Table 12: Performances on CIFAR100 with the Learning From Scratch procedures. Synthetic samples generated using Stable Diffusion with a guidance scale of

2.0

. Using ResNet-32 as the backbone for CIFAR100 and ResNet-18 for ImageNet-Subset. Results marked with

\dagger

are reported from [71]. “AVG” is Average Incremental Accuracy (Top-1) and “Last” is the final overall accuracy of the model after the last incremental step. Best result is marked in bold. Results averaged over 3 random runs.

Methods	CIFAR100				ImageNet-Subset
	B0 Inc10		B0 Inc5		B0 Inc10		B0 Inc5
	AVG	Last	AVG	Last	AVG	Last	AVG	Last
DiffClass $\dagger$ [71]	68.05	58.40	67.10	57.11	73.87	67.02	72.51	68.68
FeTrIL [7]	46.32	29.80	37.75	21.26	51.64	34.53	39.64	22.42
FeTrIL w/ FPCIL-Oracle	62.73	48.96	59.89	46.62	74.04	65.65	72.64	64.29
FeCAM [33]	44.12	27.83	35.57	20.04	55.37	40.03	43.48	29.11
FeCAM w/ FPCIL-Oracle	64.47	52.01	63.25	50.00	77.78	69.85	77.41	69.17

Additionally to FeTrIL [7], we report in Table 11 the performance of our method combined with a Nearest Class Mean (NCM) Classifier and FeCAM [33]. NCM is a simple yet effective method [34, 29] for Class-Incremental Learning with a fixed feature extractor that does not require memory. FeCAM is a recently proposed approach for Exemplar-Free Class-Incremental Learning achieving new state-of-the-art performances. Similarly to FeTrIL, the performance of both NCM and FeCAM is highly dependent on the quality of the features produced by the backbone. It struggles with the Learning From Scratch procedure where the number of classes and data samples used to train the feature extractor is limited. Our method improves the performance of the NCM classifier and FeCAM in every considered setting and achieves the most significant improvements with the Learning From Scratch procedure on CIFAR100 B0 Inc5, reaching a final accuracy up to two times higher than the baseline approach.

+++

▶ **REQUIREMENTS**: Copy out the passage of the class-incremental learning text that begins with the words "Table 12: Performances" and ends with "3 random runs.".

▶ **INFORMATION SUPPLIED**:

+++

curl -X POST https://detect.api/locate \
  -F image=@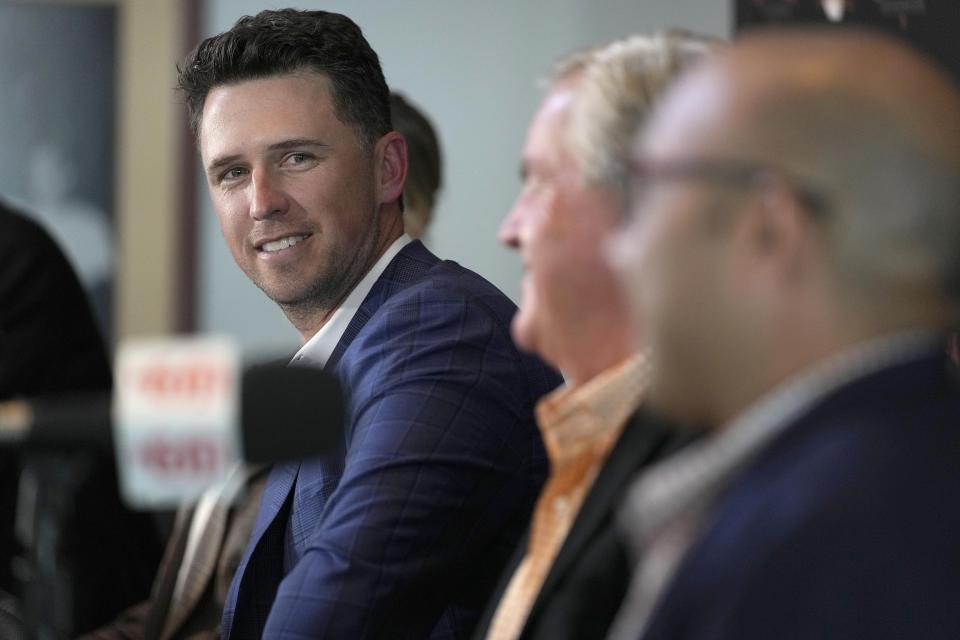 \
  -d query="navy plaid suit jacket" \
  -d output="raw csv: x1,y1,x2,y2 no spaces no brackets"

+++

▶ **SOLUTION**:
Table 12: Performances on CIFAR100 with the Learning From Scratch procedures. Synthetic samples generated using Stable Diffusion with a guidance scale of

2.0

. Using ResNet-32 as the backbone for CIFAR100 and ResNet-18 for ImageNet-Subset. Results marked with

\dagger

are reported from [71]. “AVG” is Average Incremental Accuracy (Top-1) and “Last” is the final overall accuracy of the model after the last incremental step. Best result is marked in bold. Results averaged over 3 random runs.